**Problem**
Copy the data below verbatim from its first line through the line containing "[[[254,71],[253,40],[252,40],[252,73]]]", including that line. Leave out the picture.

**Data for the task**
┄┄┄┄┄┄┄┄┄┄

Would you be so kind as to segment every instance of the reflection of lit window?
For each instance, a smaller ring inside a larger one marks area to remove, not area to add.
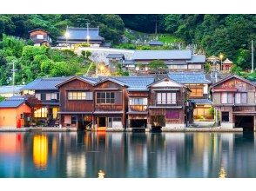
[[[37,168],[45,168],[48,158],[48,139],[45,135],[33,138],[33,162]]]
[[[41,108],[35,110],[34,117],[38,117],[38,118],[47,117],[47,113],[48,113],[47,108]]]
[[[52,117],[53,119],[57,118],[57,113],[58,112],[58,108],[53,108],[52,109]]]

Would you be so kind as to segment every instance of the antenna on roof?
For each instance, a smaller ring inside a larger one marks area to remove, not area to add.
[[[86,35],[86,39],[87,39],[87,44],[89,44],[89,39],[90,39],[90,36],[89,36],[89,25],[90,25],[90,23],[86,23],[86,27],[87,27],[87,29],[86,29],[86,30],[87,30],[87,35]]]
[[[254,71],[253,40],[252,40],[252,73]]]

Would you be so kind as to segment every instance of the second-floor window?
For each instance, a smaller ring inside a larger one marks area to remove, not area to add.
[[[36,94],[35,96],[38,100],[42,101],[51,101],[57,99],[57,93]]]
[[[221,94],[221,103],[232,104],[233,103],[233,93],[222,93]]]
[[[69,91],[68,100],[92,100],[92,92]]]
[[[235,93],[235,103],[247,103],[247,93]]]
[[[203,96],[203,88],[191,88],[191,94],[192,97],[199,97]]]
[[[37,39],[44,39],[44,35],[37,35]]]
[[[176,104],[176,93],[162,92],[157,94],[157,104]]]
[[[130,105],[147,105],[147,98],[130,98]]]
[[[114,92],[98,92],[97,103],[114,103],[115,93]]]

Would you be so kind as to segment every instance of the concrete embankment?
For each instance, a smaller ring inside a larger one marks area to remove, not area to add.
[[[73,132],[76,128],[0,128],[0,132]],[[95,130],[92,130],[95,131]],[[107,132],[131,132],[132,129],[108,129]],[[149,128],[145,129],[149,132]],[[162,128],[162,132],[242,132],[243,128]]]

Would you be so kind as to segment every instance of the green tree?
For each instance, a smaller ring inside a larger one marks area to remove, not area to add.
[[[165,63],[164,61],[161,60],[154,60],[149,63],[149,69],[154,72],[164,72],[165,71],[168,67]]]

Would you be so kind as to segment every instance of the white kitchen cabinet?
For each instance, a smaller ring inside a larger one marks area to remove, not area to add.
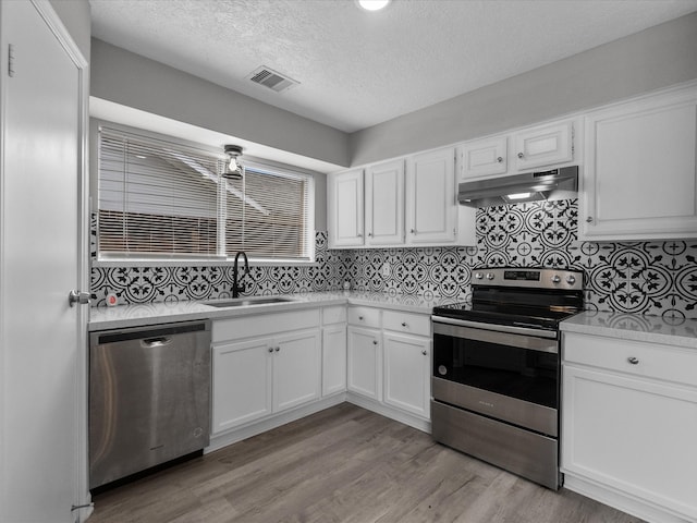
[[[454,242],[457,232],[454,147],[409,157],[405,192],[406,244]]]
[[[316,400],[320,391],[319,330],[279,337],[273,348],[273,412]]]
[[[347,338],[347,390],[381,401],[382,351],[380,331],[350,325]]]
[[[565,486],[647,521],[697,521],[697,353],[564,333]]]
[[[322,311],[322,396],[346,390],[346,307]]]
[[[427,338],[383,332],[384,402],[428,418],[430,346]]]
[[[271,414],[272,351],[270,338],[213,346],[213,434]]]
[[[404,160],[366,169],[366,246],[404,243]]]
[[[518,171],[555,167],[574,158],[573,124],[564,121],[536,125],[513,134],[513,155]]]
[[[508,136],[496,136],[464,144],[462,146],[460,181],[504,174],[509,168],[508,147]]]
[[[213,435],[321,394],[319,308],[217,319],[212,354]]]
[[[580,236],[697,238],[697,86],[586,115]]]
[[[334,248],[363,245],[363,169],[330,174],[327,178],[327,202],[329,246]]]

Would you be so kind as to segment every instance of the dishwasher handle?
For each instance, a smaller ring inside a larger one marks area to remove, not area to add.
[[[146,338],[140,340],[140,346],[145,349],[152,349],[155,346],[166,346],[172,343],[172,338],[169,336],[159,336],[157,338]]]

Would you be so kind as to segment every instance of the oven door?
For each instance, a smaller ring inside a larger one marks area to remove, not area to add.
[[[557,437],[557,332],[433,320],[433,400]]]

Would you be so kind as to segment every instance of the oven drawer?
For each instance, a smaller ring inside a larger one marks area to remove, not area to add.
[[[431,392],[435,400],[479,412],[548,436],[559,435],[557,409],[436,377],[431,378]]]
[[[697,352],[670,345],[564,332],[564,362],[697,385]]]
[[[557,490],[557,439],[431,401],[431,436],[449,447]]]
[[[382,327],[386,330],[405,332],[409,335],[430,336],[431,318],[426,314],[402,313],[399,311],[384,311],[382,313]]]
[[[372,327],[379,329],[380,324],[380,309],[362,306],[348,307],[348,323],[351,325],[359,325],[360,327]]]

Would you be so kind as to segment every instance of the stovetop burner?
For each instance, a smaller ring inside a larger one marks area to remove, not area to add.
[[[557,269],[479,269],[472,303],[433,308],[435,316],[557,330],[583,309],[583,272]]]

┄┄┄┄┄┄┄┄┄┄

**Full response**
Would you be so kind as to segment every instance of the reflection of lit window?
For each instance, a smaller ring inside a larger one marks area to remove, not area to add.
[[[37,168],[45,168],[48,158],[48,139],[45,135],[33,138],[33,162]]]
[[[41,108],[35,110],[34,117],[38,117],[38,118],[47,117],[47,113],[48,113],[47,108]]]
[[[52,117],[53,119],[57,118],[57,113],[58,112],[58,108],[53,108],[52,109]]]

Would you be so kind as to segment every instance of the antenna on roof?
For each instance, a smaller ring inside a larger one marks area to remove, not area to add.
[[[86,35],[86,39],[87,39],[87,44],[89,44],[89,39],[90,39],[90,36],[89,36],[89,25],[90,25],[90,23],[86,23],[86,27],[87,27],[87,29],[86,29],[86,30],[87,30],[87,35]]]
[[[254,71],[253,40],[252,40],[252,73]]]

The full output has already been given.